Problem statement: Take each line from the entries that holds "detail" and copy it out.

Records shown:
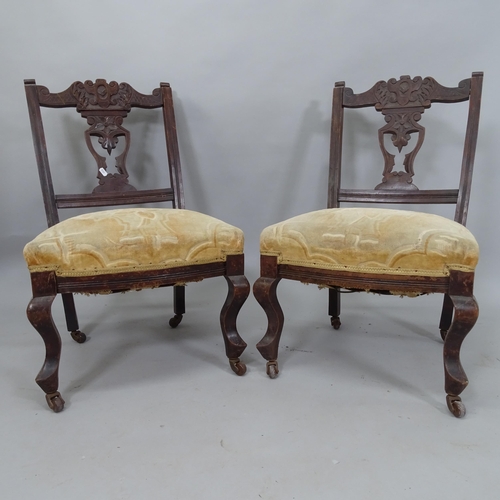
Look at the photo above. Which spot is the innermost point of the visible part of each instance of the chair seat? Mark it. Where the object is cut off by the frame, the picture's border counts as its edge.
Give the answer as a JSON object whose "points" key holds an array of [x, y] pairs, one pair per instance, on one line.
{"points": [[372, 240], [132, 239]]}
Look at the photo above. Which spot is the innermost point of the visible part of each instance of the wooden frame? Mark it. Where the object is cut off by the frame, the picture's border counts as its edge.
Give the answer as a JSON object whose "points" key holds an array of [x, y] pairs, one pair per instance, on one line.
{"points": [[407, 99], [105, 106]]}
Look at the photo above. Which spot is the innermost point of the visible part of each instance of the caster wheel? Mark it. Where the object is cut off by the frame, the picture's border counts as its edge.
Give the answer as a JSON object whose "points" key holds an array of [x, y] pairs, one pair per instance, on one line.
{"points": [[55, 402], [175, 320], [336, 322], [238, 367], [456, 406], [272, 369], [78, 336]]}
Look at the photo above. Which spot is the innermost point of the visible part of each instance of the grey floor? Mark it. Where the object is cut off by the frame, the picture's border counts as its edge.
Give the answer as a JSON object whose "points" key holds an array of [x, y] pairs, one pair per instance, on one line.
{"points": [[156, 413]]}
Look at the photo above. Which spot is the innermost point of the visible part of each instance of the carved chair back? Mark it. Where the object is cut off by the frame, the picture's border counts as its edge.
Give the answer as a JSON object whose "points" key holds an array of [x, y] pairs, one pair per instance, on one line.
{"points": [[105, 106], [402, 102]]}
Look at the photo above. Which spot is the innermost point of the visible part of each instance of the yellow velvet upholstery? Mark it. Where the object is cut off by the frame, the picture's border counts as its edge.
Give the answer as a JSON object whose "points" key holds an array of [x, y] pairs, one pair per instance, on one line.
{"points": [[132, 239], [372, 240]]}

---

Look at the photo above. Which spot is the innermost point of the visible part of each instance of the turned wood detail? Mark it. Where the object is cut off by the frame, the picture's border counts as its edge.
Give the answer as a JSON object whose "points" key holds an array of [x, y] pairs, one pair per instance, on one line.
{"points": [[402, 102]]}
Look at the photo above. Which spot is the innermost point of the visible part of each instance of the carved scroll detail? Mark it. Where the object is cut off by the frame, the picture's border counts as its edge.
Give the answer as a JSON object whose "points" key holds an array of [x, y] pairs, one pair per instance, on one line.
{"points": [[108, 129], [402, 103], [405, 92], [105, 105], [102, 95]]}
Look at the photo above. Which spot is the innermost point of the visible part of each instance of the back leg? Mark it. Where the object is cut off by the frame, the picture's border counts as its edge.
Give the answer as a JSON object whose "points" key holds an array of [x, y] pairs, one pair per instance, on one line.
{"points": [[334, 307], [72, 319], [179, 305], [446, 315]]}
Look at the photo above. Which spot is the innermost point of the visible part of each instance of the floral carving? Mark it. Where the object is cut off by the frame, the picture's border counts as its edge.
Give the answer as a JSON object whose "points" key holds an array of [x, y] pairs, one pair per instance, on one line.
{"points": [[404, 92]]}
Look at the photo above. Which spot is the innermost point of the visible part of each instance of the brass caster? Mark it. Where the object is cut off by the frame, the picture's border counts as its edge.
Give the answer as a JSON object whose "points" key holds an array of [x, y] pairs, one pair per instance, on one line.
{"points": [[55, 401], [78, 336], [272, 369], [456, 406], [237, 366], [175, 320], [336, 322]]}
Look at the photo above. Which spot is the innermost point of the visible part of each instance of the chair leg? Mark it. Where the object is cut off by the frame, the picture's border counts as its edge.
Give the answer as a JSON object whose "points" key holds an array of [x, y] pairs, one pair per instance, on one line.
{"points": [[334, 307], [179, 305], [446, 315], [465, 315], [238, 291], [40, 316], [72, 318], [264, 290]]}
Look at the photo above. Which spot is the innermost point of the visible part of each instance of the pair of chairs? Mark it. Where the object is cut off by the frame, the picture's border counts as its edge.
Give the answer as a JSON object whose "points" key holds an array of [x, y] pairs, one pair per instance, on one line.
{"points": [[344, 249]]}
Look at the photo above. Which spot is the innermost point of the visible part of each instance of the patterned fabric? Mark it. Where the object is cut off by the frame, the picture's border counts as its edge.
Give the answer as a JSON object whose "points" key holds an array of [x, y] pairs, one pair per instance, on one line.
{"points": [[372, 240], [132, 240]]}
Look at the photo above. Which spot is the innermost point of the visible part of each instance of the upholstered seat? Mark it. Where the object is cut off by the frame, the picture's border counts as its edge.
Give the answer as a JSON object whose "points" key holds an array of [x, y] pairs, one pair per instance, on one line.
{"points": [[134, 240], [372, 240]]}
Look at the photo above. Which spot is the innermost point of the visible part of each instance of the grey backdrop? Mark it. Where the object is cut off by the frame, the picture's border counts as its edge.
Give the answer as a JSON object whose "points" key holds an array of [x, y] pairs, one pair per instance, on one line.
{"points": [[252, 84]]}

Answer section:
Look at the photo above. Which spot is the innermost point of the visible part of each instance of the turned wood detail? Mark it. Where the object is cut off by the frame, the picture's border counts as its edge.
Look at the photo above. Which spot is the innermost point of the visible part of each instance of the carved scroll detail? Mark it. Where the object is cut off by the frame, the picture's border counts as its edge.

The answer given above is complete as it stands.